STORED DATA -
## BEGIN
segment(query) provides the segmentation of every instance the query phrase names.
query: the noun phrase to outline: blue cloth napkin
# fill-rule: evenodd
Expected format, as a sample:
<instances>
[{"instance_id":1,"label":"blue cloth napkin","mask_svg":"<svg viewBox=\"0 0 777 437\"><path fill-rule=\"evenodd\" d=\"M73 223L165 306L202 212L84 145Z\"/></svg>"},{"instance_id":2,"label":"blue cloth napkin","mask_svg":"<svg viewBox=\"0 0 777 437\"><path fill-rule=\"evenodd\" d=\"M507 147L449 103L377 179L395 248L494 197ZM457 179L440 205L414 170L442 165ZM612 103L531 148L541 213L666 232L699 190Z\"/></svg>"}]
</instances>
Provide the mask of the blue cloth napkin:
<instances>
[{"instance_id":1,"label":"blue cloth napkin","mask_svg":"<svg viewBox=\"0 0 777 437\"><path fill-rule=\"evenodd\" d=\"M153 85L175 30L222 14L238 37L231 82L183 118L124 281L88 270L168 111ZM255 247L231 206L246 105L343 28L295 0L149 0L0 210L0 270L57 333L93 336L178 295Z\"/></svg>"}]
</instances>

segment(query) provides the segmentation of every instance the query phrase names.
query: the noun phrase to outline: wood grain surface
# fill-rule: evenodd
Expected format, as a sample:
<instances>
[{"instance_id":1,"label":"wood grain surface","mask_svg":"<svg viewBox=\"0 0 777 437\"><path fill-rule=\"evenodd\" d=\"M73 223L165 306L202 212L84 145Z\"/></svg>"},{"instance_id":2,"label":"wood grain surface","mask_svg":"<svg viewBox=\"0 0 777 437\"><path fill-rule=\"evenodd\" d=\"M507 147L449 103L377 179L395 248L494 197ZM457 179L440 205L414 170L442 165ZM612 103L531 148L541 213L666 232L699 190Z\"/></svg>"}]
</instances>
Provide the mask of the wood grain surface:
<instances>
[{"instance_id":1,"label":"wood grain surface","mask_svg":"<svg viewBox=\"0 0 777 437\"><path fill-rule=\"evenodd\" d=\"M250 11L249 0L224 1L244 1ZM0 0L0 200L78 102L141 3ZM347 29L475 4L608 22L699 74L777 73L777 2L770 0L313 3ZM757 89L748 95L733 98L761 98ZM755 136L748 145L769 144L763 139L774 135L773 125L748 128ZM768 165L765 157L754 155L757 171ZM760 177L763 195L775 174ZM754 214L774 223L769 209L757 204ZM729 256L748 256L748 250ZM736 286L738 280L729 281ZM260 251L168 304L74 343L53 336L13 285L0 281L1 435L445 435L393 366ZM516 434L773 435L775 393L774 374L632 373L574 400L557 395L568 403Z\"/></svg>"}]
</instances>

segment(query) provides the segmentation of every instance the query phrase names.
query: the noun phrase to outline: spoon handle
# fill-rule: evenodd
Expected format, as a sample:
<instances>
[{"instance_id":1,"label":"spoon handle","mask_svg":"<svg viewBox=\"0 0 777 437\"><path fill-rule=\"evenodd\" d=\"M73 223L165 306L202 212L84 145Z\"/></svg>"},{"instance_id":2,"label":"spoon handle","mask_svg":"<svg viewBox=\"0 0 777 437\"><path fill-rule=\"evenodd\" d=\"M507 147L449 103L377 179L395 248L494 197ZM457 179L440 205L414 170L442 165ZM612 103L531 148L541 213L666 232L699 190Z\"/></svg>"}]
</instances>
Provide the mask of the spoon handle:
## END
WHAT TO WORK ON -
All of the material above needs to be retyped word for word.

CORRECT RESULT -
segment(query) provides the segmentation of every instance the query phrase names.
query: the noun phrase to outline: blue cloth napkin
# fill-rule: evenodd
Expected format, as a sample:
<instances>
[{"instance_id":1,"label":"blue cloth napkin","mask_svg":"<svg viewBox=\"0 0 777 437\"><path fill-rule=\"evenodd\" d=\"M73 223L165 306L202 212L84 145Z\"/></svg>"},{"instance_id":2,"label":"blue cloth napkin","mask_svg":"<svg viewBox=\"0 0 777 437\"><path fill-rule=\"evenodd\" d=\"M507 147L449 103L377 179L395 248L494 197ZM457 179L440 205L414 170L442 165ZM612 103L531 148L541 213L666 232L699 190Z\"/></svg>"}]
</instances>
Provide the mask of the blue cloth napkin:
<instances>
[{"instance_id":1,"label":"blue cloth napkin","mask_svg":"<svg viewBox=\"0 0 777 437\"><path fill-rule=\"evenodd\" d=\"M153 85L175 30L222 14L238 37L231 82L183 118L124 281L88 270L168 111ZM255 247L231 206L246 105L343 28L295 0L149 0L0 210L0 270L57 333L93 336L178 295Z\"/></svg>"}]
</instances>

segment(query) provides the segmentation of every instance the query phrase names.
query: the noun phrase to outline: wood grain surface
# fill-rule: evenodd
Expected format, as a sample:
<instances>
[{"instance_id":1,"label":"wood grain surface","mask_svg":"<svg viewBox=\"0 0 777 437\"><path fill-rule=\"evenodd\" d=\"M73 223L165 306L202 212L84 145Z\"/></svg>"},{"instance_id":2,"label":"wood grain surface","mask_svg":"<svg viewBox=\"0 0 777 437\"><path fill-rule=\"evenodd\" d=\"M507 147L449 103L377 179L395 248L494 197ZM457 179L440 205L414 170L442 165ZM612 103L531 148L541 213L666 232L699 190Z\"/></svg>"}]
</instances>
Provide the mask of the wood grain surface:
<instances>
[{"instance_id":1,"label":"wood grain surface","mask_svg":"<svg viewBox=\"0 0 777 437\"><path fill-rule=\"evenodd\" d=\"M250 11L249 0L224 1L244 1ZM0 0L0 200L78 102L141 3ZM347 29L475 4L608 22L699 74L777 73L777 2L770 0L313 3ZM757 89L748 95L733 98L761 98ZM755 136L748 145L769 144L763 139L774 135L773 125L748 128ZM768 165L765 157L754 155L757 171ZM760 177L763 195L775 174ZM754 214L774 223L769 209L757 204ZM729 256L748 256L748 250ZM736 286L738 280L729 281ZM260 251L168 304L74 343L53 336L13 285L0 281L1 435L445 435L393 366ZM516 434L773 435L775 393L774 374L632 373L574 400L557 395L568 403Z\"/></svg>"}]
</instances>

segment(query) provides the segmentation of every instance the query phrase names.
query: the noun phrase to outline: spoon handle
# fill-rule: evenodd
Expected format, as a sample:
<instances>
[{"instance_id":1,"label":"spoon handle","mask_svg":"<svg viewBox=\"0 0 777 437\"><path fill-rule=\"evenodd\" d=\"M73 223L165 306L202 212L84 145Z\"/></svg>"},{"instance_id":2,"label":"spoon handle","mask_svg":"<svg viewBox=\"0 0 777 437\"><path fill-rule=\"evenodd\" d=\"M507 147L449 103L377 179L395 248L494 197ZM457 179L440 205L414 170L442 165ZM612 103L531 148L541 213L666 232L699 190Z\"/></svg>"}]
</instances>
Provide the mask of the spoon handle:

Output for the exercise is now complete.